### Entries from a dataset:

** Begin **

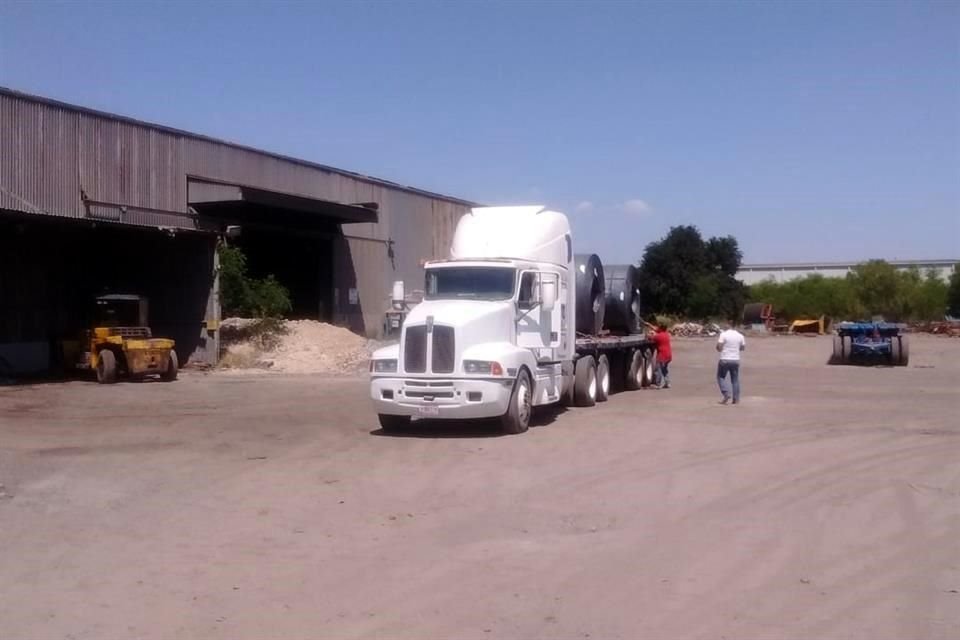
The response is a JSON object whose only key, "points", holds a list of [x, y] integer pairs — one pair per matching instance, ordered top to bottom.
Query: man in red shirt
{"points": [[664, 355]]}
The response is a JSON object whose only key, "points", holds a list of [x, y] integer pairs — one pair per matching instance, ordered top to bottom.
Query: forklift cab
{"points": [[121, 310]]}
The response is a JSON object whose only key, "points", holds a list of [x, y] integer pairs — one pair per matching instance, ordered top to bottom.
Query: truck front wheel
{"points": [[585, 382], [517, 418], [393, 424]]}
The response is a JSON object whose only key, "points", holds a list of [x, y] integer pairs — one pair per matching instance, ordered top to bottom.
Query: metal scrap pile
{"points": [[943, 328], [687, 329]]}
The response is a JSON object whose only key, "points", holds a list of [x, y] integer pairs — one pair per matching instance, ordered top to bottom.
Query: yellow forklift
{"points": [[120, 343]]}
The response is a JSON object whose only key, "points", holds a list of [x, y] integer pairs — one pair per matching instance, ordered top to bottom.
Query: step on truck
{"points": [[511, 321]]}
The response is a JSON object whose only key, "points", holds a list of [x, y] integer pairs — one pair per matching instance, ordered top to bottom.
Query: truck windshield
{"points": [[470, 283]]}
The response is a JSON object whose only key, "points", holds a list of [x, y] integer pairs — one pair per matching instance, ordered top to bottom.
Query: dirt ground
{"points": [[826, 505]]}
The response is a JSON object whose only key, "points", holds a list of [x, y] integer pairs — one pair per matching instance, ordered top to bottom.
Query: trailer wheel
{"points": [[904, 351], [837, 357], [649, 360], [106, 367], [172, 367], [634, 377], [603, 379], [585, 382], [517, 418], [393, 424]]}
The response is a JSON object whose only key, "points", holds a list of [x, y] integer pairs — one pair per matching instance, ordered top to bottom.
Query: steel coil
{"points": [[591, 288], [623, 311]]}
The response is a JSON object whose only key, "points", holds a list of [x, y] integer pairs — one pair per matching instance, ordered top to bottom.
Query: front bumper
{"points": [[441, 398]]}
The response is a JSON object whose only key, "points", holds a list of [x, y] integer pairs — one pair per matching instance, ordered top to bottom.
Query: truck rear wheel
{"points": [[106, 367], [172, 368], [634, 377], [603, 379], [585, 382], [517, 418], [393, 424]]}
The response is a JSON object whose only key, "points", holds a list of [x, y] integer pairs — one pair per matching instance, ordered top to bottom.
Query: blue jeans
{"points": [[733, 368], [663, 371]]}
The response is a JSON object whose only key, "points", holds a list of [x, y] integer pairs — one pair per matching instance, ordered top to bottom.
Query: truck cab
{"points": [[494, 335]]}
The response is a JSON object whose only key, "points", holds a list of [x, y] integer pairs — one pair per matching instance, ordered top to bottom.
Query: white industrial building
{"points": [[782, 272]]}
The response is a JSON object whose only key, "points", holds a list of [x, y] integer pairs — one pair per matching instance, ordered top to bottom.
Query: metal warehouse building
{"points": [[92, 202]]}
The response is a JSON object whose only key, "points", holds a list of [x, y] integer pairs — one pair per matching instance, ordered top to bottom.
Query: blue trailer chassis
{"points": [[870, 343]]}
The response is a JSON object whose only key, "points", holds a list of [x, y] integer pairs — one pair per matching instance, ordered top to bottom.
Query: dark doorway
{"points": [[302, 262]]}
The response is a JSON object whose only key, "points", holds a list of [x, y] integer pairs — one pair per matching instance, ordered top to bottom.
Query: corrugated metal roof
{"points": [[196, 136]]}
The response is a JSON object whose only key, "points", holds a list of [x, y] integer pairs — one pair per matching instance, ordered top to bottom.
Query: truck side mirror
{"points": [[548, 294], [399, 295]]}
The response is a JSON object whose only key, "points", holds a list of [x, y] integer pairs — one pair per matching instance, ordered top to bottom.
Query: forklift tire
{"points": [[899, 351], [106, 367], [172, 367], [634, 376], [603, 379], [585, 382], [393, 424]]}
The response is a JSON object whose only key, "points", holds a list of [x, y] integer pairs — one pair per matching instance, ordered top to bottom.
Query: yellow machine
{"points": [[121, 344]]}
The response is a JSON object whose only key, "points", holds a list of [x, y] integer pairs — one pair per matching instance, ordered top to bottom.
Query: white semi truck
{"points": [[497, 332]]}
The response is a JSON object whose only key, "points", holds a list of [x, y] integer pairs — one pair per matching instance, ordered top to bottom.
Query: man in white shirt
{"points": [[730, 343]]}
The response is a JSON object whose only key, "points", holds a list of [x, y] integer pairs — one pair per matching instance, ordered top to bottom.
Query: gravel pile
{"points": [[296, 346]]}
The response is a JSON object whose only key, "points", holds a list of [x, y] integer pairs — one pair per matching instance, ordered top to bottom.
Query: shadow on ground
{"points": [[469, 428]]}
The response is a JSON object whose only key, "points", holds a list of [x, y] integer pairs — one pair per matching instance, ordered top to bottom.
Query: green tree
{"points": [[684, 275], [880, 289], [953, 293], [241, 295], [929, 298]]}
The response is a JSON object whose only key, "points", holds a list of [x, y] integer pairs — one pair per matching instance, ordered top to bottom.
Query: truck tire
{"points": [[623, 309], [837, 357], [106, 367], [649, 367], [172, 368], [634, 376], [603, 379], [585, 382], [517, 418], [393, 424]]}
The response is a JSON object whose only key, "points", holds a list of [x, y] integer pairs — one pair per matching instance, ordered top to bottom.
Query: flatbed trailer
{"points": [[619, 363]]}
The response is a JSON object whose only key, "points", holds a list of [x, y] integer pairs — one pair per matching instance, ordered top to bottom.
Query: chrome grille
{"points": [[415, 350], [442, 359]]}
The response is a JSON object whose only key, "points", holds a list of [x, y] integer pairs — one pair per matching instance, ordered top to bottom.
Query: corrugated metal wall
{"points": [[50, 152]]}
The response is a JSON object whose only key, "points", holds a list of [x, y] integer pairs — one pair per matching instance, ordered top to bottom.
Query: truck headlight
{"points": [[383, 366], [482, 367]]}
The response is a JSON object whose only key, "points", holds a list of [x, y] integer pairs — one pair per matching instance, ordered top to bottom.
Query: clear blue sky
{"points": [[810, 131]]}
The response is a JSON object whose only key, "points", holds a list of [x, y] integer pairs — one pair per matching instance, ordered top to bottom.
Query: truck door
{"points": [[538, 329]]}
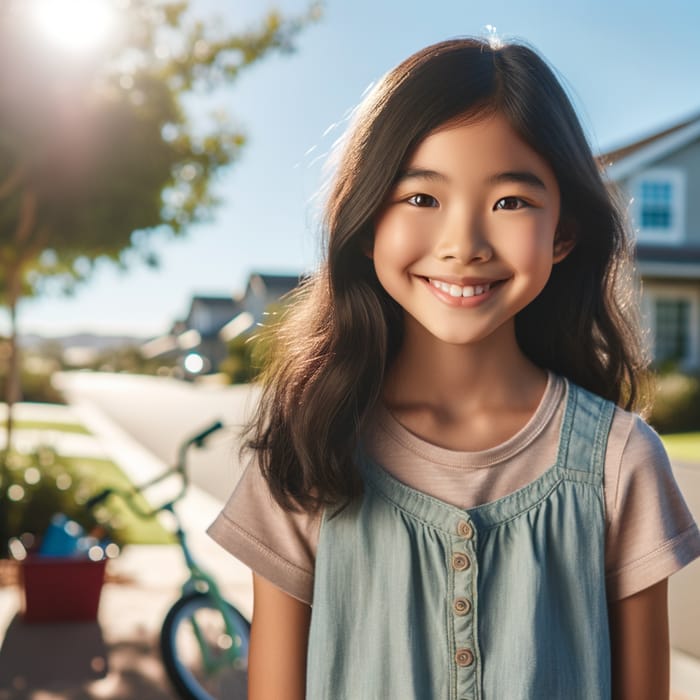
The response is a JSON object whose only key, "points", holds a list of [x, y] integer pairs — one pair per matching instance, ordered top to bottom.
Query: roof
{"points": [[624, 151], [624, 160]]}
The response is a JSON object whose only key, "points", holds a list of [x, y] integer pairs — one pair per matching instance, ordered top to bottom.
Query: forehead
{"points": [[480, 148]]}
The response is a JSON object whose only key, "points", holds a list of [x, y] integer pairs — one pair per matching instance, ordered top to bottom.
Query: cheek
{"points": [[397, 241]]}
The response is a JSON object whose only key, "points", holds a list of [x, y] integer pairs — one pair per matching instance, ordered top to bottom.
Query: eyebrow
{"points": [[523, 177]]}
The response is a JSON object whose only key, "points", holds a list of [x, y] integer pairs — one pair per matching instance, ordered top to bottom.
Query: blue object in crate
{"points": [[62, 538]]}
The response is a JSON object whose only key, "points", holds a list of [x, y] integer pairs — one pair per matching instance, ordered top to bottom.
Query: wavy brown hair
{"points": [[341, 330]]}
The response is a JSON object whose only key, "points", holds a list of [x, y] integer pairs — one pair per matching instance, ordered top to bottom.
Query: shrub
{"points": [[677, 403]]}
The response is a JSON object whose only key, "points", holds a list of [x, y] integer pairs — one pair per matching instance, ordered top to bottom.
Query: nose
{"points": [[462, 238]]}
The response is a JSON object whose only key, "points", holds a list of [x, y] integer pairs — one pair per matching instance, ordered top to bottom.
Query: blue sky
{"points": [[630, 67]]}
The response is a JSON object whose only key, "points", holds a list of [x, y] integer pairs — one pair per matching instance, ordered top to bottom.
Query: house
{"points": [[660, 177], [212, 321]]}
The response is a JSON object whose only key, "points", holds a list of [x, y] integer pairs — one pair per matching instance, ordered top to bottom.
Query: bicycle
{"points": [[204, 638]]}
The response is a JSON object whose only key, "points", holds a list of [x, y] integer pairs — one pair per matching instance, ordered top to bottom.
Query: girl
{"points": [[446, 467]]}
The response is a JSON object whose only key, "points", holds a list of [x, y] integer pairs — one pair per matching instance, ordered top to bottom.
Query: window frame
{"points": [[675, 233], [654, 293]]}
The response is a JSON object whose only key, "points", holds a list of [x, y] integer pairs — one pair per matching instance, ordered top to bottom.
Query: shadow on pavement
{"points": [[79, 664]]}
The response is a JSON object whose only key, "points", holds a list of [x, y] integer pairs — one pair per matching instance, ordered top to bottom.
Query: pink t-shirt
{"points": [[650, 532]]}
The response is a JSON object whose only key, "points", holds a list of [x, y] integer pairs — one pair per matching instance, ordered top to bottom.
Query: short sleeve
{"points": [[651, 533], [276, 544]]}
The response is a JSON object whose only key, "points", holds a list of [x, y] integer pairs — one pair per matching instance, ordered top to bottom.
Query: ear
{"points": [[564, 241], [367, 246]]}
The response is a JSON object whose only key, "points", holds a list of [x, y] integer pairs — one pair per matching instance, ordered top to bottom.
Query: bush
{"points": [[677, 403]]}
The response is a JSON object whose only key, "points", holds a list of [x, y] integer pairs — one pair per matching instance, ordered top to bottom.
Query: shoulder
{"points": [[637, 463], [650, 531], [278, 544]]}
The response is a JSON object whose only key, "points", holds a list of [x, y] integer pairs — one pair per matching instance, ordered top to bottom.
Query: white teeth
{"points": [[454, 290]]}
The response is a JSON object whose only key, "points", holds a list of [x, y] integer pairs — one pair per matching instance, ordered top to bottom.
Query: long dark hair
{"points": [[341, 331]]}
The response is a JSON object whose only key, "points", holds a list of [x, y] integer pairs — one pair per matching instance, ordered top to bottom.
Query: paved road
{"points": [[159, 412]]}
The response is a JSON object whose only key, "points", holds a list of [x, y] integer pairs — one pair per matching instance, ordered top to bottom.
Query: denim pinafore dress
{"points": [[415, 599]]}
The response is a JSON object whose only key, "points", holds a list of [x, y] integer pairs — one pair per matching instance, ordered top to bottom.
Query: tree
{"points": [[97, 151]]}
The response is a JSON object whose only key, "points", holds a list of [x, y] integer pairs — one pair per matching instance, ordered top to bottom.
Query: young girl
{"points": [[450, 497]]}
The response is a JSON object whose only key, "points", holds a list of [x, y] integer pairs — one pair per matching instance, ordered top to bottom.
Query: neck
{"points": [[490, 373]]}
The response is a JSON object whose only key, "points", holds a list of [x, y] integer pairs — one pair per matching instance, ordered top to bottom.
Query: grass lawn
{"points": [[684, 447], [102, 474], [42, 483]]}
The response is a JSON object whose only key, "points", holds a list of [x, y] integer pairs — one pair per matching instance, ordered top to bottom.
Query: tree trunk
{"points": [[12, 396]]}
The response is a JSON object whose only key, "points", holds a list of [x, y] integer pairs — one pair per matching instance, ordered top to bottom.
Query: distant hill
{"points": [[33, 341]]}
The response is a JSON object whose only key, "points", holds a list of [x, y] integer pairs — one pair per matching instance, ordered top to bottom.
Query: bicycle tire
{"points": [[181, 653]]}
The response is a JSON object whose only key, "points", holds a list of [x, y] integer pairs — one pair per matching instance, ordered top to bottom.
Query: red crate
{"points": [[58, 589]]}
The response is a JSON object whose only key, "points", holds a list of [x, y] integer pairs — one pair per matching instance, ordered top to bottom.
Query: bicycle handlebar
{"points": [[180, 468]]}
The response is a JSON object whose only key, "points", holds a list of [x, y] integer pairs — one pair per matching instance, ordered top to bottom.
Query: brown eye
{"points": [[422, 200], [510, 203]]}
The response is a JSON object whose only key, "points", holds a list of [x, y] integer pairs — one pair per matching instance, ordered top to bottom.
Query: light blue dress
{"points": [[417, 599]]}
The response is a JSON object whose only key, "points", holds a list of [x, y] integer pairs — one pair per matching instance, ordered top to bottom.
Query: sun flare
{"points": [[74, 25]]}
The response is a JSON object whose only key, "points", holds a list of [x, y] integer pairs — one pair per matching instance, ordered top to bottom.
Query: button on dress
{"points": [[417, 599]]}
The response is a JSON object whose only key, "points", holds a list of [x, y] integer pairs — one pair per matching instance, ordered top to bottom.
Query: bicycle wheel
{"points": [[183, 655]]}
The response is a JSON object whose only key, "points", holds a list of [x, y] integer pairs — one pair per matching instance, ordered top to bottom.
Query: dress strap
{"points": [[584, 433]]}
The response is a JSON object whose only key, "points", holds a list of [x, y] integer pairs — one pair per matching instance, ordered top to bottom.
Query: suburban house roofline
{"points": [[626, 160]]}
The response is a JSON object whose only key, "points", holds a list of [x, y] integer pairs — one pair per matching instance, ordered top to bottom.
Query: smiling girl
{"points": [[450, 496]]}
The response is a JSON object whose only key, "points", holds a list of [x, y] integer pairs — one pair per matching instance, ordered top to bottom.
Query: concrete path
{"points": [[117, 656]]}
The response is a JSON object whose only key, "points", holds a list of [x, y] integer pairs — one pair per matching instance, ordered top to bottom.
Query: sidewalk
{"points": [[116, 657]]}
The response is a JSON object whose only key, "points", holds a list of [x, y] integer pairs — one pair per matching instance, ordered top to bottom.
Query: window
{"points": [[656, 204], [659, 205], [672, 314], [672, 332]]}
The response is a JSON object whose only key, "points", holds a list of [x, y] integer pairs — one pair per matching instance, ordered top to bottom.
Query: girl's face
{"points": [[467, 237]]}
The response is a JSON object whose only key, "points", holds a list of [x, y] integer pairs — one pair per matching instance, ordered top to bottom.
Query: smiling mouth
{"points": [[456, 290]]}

** End **

### To be done:
Count the lines of the records above that contain the word "tire" and give only the number.

### Solution:
3